• [Records from a data collection]
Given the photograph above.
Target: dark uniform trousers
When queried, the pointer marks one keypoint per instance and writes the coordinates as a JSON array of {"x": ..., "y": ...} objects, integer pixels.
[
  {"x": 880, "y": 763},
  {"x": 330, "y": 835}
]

• [Exercise objective] Please rewrite the records, changing "keypoint" to "marker" and leaving everything else as it is.

• [Problem solution]
Given the photograph above.
Target: dark uniform trousers
When queried, the pointer marks one marker per instance and writes the coordinates as a JSON array of {"x": ..., "y": ...} objects, integer pixels.
[
  {"x": 880, "y": 763},
  {"x": 330, "y": 835}
]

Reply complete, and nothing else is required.